++++ Provided data ++++
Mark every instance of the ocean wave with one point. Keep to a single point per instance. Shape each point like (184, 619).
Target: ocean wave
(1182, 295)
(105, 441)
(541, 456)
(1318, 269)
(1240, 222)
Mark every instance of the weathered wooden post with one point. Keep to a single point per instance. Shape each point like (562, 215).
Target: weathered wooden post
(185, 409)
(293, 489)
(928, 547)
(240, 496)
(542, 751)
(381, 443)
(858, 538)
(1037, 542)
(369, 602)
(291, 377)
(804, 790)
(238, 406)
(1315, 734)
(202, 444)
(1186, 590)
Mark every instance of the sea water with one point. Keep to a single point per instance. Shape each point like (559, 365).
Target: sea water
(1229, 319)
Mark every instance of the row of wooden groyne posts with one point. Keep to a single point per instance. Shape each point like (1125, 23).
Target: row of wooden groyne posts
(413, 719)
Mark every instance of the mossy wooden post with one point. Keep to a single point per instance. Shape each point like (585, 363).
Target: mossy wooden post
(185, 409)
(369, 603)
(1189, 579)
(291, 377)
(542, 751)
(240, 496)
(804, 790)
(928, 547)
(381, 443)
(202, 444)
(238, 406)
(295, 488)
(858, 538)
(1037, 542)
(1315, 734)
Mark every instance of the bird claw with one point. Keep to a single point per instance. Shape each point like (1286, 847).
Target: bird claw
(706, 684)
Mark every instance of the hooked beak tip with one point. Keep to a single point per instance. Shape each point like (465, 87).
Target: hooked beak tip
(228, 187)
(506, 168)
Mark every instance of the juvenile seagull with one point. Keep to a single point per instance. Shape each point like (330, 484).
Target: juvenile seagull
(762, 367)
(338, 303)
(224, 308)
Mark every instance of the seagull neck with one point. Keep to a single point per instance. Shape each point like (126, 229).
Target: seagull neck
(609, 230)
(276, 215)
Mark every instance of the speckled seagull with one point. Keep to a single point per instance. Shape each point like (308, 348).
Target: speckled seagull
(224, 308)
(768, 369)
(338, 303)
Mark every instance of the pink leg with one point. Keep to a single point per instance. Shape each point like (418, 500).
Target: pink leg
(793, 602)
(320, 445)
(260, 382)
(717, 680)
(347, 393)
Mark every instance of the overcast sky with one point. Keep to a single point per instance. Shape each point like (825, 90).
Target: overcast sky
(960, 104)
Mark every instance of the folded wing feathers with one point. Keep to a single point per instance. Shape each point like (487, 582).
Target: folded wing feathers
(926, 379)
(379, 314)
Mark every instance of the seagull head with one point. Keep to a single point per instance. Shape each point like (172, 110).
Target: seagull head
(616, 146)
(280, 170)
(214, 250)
++++
Exercise: Rewrite all the entries above with "seagull" changed to "gull" everywhere it appears, keeping everything else the same.

Exercise answer:
Mark every instance of the ocean wave with one point. Keep to a single point per instance. Shape each point like (184, 619).
Target: ocean wave
(1182, 295)
(105, 441)
(541, 456)
(1318, 269)
(1240, 222)
Mark every instance of the weathered wooden post with one point. Keep to a single point per instance. Shape each point like (562, 215).
Target: weathered wooden post
(185, 409)
(293, 489)
(928, 547)
(240, 496)
(542, 751)
(381, 443)
(858, 538)
(1037, 542)
(369, 602)
(291, 377)
(804, 790)
(238, 406)
(1315, 734)
(202, 444)
(1186, 590)
Mark every instance of the sea water with one point. Keep to a single point per instance. Shape each point like (559, 365).
Target: sea water
(1229, 319)
Mark every instance of the row of wooden groyne posts with one point. Keep to a single point per instance. Shape each point like (1125, 23).
Target: row of wooden groyne posts
(413, 719)
Mark every instance of the mossy wooden post with one point. Keep to a single point per instance. Shape each point like (585, 363).
Target: mossy wooden post
(185, 409)
(369, 603)
(1189, 579)
(291, 377)
(542, 751)
(240, 496)
(804, 790)
(928, 547)
(381, 443)
(202, 444)
(238, 406)
(295, 488)
(858, 538)
(1037, 542)
(1315, 734)
Mark every instance of the bird claw with one point. Keep to a single point per instance. Shape each point like (1286, 847).
Target: bird claw
(706, 684)
Mark every instance of the hooked beak tip with one point. Keep to a single point per instance. Shape each point like (465, 87).
Target: hooked beak tip
(228, 187)
(506, 168)
Mark every instance of the juvenile gull with one point. Keep to a single point per instance. Shape each point like (330, 484).
Target: juvenile gull
(762, 367)
(338, 303)
(224, 308)
Mark every instance of the gull neck with one point. Keep to a single point per instance. Shape each point like (126, 229).
Target: gull neck
(609, 230)
(276, 215)
Mark every instance of the speckled gull with one point. Keep to a single point per instance. Shape each point like (308, 348).
Target: speckled gull
(224, 308)
(768, 369)
(338, 303)
Mark every instance of the pink leg with one point. Keep to a single point per instance. Shape each point like (418, 500).
Target: pink leg
(793, 602)
(320, 445)
(260, 382)
(717, 680)
(347, 393)
Mark every instance of the overcast sky with one point. Keep to a single point per instance. Shape each point like (825, 90).
Target: overcast sky
(960, 104)
Mark every instance of the folded wing feathers with one point. Keep to a single point per instance. Shape each point like (487, 582).
Target: folded wing feathers
(926, 379)
(379, 314)
Mark every instance of the gull head with one point. Keep to a single point per instance. Shape each point like (172, 110).
Target: gull head
(616, 146)
(280, 170)
(214, 250)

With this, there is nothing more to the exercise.